— START ITEMS —
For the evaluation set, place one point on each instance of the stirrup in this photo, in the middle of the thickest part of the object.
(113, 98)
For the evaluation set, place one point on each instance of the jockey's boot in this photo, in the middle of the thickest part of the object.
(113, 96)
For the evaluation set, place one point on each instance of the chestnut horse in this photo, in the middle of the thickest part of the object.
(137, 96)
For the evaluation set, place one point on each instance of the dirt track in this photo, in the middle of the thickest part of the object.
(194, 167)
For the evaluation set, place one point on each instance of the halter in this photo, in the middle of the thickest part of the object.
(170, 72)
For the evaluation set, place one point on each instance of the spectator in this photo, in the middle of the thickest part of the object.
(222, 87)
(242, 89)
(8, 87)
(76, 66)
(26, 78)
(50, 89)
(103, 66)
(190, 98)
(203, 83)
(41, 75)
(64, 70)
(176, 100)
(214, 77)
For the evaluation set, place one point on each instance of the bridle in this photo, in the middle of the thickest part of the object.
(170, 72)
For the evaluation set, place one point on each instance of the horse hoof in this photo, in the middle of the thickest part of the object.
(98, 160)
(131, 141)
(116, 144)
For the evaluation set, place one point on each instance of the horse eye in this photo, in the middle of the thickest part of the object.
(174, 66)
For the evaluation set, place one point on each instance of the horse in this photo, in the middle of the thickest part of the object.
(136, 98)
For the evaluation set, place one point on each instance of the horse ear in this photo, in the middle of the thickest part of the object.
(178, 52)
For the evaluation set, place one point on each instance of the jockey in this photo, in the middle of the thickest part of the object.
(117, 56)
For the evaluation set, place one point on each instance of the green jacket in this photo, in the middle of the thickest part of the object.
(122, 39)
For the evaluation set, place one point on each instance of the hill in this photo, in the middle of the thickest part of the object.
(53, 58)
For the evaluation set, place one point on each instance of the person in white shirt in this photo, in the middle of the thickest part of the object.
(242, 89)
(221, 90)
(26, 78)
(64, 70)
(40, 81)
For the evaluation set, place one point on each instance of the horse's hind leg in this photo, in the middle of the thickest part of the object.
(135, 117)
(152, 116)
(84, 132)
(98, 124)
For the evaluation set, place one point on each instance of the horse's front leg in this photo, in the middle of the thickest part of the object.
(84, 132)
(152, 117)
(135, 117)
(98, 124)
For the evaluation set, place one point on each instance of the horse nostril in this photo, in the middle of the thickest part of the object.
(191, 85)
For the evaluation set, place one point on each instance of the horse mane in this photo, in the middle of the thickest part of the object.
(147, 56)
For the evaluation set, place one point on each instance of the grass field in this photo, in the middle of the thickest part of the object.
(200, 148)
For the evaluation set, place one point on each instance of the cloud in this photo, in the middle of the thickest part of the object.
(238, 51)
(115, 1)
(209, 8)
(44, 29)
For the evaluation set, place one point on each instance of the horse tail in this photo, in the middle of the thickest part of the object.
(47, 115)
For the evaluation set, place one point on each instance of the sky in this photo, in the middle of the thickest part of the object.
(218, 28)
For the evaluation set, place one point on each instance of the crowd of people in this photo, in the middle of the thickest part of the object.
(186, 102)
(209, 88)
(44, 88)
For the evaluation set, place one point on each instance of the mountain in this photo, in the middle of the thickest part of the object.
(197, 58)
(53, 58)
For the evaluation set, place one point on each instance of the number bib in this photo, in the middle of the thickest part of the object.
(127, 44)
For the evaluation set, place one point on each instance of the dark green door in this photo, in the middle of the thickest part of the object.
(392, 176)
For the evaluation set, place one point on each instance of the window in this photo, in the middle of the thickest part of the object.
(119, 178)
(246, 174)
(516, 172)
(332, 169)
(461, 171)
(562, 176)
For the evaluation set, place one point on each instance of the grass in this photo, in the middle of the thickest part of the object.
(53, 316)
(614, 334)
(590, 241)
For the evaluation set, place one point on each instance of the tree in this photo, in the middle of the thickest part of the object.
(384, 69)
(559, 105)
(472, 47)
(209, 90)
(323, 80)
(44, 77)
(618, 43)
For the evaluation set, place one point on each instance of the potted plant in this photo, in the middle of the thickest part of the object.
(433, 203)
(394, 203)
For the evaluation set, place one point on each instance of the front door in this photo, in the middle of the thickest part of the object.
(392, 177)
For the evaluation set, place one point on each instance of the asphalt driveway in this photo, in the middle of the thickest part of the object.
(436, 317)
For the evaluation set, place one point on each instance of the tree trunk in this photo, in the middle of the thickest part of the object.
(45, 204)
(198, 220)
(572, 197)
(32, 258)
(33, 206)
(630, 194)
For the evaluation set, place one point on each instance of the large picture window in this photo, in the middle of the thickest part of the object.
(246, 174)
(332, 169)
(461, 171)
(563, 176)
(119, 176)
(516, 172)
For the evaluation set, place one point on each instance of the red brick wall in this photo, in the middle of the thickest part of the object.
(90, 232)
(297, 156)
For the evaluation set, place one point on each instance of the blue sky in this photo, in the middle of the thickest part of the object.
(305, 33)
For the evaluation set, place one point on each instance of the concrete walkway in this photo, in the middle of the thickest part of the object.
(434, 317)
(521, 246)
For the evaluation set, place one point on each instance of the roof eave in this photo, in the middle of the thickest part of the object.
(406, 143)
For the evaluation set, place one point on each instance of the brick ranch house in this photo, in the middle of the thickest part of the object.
— END ITEMS —
• [GIVEN PROBLEM] Retype the material in full. Each word must match.

• [OUTPUT OF THE EXERCISE]
For the evaluation set, place one point on each instance of the stirrup in this photo, in the middle of the thickest part of the object.
(113, 98)
For the evaluation set, place one point on each instance of the jockey's boot in this photo, in the middle of the thickest part of the object.
(113, 96)
For the evaluation set, place one point on each instance of the chestnut horse in this photo, in the middle of the thickest part of the object.
(137, 96)
For the evaluation set, place one point on each instance of the dirt track in this photo, in the middle of the thickest part of the object.
(194, 167)
For the evaluation set, place one point on each instance of the halter in this photo, in the middle of the thickest part of the object.
(170, 72)
For the evaluation set, place one point on each instance of the spectator in this photo, in the middle of the thickest part of the object.
(222, 87)
(242, 89)
(8, 87)
(76, 66)
(26, 78)
(50, 89)
(103, 66)
(190, 98)
(203, 83)
(41, 75)
(64, 70)
(176, 100)
(214, 77)
For the evaluation set, place one point on each instance of the bridle in this photo, in the middle of the thickest part of the object.
(170, 72)
For the evaluation set, place one point on each instance of the horse hoof in this photo, in the middle of the thickest part of the object.
(98, 160)
(131, 141)
(116, 144)
For the evaluation set, place one point on each instance of the horse eye in this photo, in the middle of the thickest part of the object.
(174, 66)
For the evaluation set, place one point on each instance of the horse in this photo, in the middle of the thickest part of the object.
(136, 98)
For the evaluation set, place one point on each instance of the horse ear in this photo, in the middle of the thickest part of the object.
(178, 52)
For the evaluation set, place one point on each instance of the jockey in this photo, in the middle of the thickest part of the object.
(117, 56)
For the evaluation set, place one point on each instance of the green jacket in this photo, in the middle of the thickest part of the object.
(122, 39)
For the evaluation set, place one point on each instance of the hill in this photo, in the middle of the thickest part of the object.
(53, 58)
For the evaluation set, place one point on each instance of the person in white shirt in this photo, in the middle of the thickest part of the object.
(242, 89)
(221, 90)
(26, 78)
(64, 70)
(40, 81)
For the evaluation set, place one point on each instance of the horse's hind leg in this photo, in the middle of the thickest part of the object.
(135, 117)
(152, 116)
(84, 132)
(98, 124)
For the evaluation set, place one point on each instance of the horse's front leg in this photo, in the middle of the thickest part of the object.
(84, 132)
(152, 117)
(135, 117)
(98, 124)
For the evaluation set, place one point on each instance of the horse nostril in this photo, in the middle of the thickest part of the object.
(191, 85)
For the evaluation set, place one point on each instance of the horse mane in this photo, in the middle of the thickest part of the object.
(147, 56)
For the evaluation set, place one point on each instance of the grass field in this photo, in the middle of the thickest part of the object.
(200, 148)
For the evaluation set, place one point on each instance of the cloud in this photo, in the middle of the thickest part of the object.
(238, 51)
(115, 1)
(209, 8)
(44, 29)
For the evaluation set, place one point on each instance of the horse tail in this photo, in the middle of the thickest part of the object.
(47, 115)
For the evaluation set, place one point on each instance of the sky in this photo, in the middle of the thickest part of the object.
(218, 28)
For the evaluation set, place one point on each instance of the crowd of people in this photo, in the middle of the thickest part of the object.
(186, 102)
(209, 88)
(44, 88)
For the evaluation set, place one point on each instance of the mountain in this photo, in the middle of the thickest part of the object.
(197, 58)
(53, 58)
For the evaluation set, place one point on each instance of the number bib in this photo, in the middle of the thickest part of the object.
(127, 44)
For the evaluation set, place one point on each instance of the dark green door in this photo, in the middle of the thickest part of the object.
(392, 176)
For the evaluation set, place one point on each instance of the window in this photo, in the middle of the thickest part of the object.
(119, 178)
(246, 174)
(516, 172)
(332, 169)
(461, 171)
(562, 176)
For the evaluation set, place one point on each instance of the grass in this photo, in the middle of the thickest part of the object.
(53, 316)
(614, 334)
(590, 241)
For the evaluation set, place one point on each instance of the tree in this photo, in the middle of the thickest part of the object.
(384, 69)
(559, 105)
(472, 47)
(209, 90)
(323, 80)
(44, 77)
(618, 43)
For the evaluation set, place one point on each instance of the potted plant in this photo, in the middle of the thickest part of the object.
(433, 203)
(394, 203)
For the evaluation set, place one point on each instance of the front door in this photo, in the middle of the thickest part of the object.
(392, 177)
For the evaluation set, place one point on each instance of the asphalt driveway in this photo, in the middle of the thickest part of the object.
(436, 317)
For the evaluation set, place one point on each instance of the tree trunk in this photo, in the middle of the thickest part of the object.
(45, 204)
(198, 220)
(572, 197)
(32, 258)
(33, 206)
(630, 194)
For the evaluation set, place one point on each instance of the large picture window in this photo, in the middle of the thickest part of the object.
(246, 174)
(332, 169)
(461, 171)
(563, 176)
(119, 176)
(516, 172)
For the evaluation set, place one point on each instance of the red brick wall in this photo, in the middle of the thickest part of the object.
(90, 232)
(297, 156)
For the evaluation set, place one point on each instance of the blue sky in this photo, in the middle of the thickest part of the object.
(305, 33)
For the evaluation set, place one point on each instance of the concrete walkway in this photo, in the middle of the thickest part of the object.
(434, 317)
(521, 246)
For the evaluation set, place one point on each instance of the roof eave in this photo, in the middle of the thickest part of the object.
(406, 143)
For the evaluation set, place one point on each instance of the brick ranch house in this photo, in the middle of the thickest part of the object.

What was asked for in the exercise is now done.